**Aim of the task**
Your answer must match the entries below word for word.

**Listed records**
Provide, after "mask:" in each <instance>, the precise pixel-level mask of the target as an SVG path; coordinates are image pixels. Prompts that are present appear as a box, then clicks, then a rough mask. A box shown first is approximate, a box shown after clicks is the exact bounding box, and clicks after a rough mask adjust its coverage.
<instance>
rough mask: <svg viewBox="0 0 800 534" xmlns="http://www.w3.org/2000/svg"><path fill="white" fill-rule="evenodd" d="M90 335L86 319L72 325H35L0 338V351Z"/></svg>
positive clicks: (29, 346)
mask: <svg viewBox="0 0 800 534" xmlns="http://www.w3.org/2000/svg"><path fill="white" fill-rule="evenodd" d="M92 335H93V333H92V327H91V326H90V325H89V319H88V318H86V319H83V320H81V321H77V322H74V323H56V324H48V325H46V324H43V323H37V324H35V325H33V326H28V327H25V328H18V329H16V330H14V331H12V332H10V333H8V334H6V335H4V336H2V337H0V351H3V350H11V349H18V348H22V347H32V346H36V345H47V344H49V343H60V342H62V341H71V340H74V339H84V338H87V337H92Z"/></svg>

**Task solution**
Provide, after "mask:" in each <instance>, the precise pixel-level mask of the target as an SVG path; coordinates are image pixels. Prompts that are present appear as a box, then clicks, then a rough mask. A box shown first is approximate, a box shown after clicks is the exact bounding box, and clicks after a rough mask adjust its coverage.
<instance>
rough mask: <svg viewBox="0 0 800 534" xmlns="http://www.w3.org/2000/svg"><path fill="white" fill-rule="evenodd" d="M90 335L86 319L72 325H35L0 338V351Z"/></svg>
positive clicks: (29, 346)
mask: <svg viewBox="0 0 800 534" xmlns="http://www.w3.org/2000/svg"><path fill="white" fill-rule="evenodd" d="M92 335H93V333H92V327H91V326H90V325H89V319H88V318H86V319H83V320H81V321H77V322H74V323H56V324H48V325H46V324H43V323H37V324H35V325H33V326H28V327H25V328H18V329H16V330H14V331H12V332H10V333H8V334H6V335H4V336H2V337H0V351H3V350H11V349H18V348H22V347H32V346H36V345H47V344H49V343H60V342H62V341H71V340H74V339H84V338H87V337H92Z"/></svg>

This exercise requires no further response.